— Selected text —
● ● ●
Skip to main content
The GroupedData class provides methods for performing aggregations on grouped DataFrames. It is returned by DataFrame.group_by() and should not be instantiated directly.
GroupedData objects are created by calling df.group_by() on a DataFrame.

Creating GroupedData

GroupedData is returned by the group_by() method on DataFrames:
# Create grouped data
grouped = df.group_by("department")

# Group by multiple columns
grouped = df.group_by("department", "location")

# Group by expressions
grouped = df.group_by(lower(col("department")))

Aggregation Methods

agg

grouped.agg(*exprs: Union[Column, Dict[str, str]]) -> DataFrame
Compute aggregations on grouped data and return the result as a DataFrame.
exprs
Union[Column, Dict[str, str]]
required
Aggregation expressions. Can be:
  • Column expressions with aggregate functions (e.g., count("*"), sum("amount"))
  • A dictionary mapping column names to aggregate function names (e.g., {"amount": "sum", "age": "avg"})
● ● ●
— Information provided —
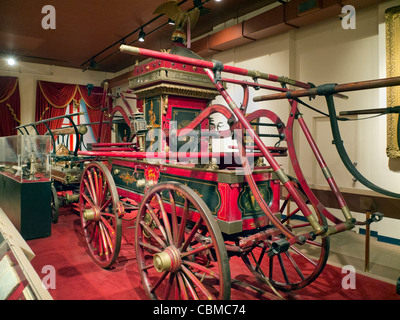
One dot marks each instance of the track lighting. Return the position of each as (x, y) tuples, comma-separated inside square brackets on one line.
[(11, 61), (142, 34)]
● ● ●
— Actions to take —
1. According to the GroupedData page, which method returns a GroupedData object?
2. Reproduce the GroupedData page word for word, between "Skip to main" and "be instantiated directly.", inclusive.

— Response list —
1. DataFrame.group_by()

2.
Skip to main content
The GroupedData class provides methods for performing aggregations on grouped DataFrames. It is returned by DataFrame.group_by() and should not be instantiated directly.